### SHORT PROBLEM
Reproduce every one of the following rows line for line without changes, omitting the pictures.

### DATA SUPPLIED
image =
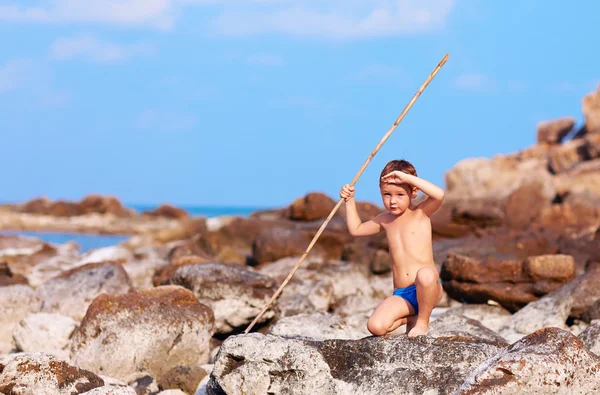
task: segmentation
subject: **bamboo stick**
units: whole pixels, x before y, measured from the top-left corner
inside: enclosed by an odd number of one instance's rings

### ANSWER TO THIS PROBLEM
image =
task: segmentation
subject: **bamboo stick**
units: whole pixels, x before y, measured from the top-left corner
inside: enclosed by an odd number of one instance's rings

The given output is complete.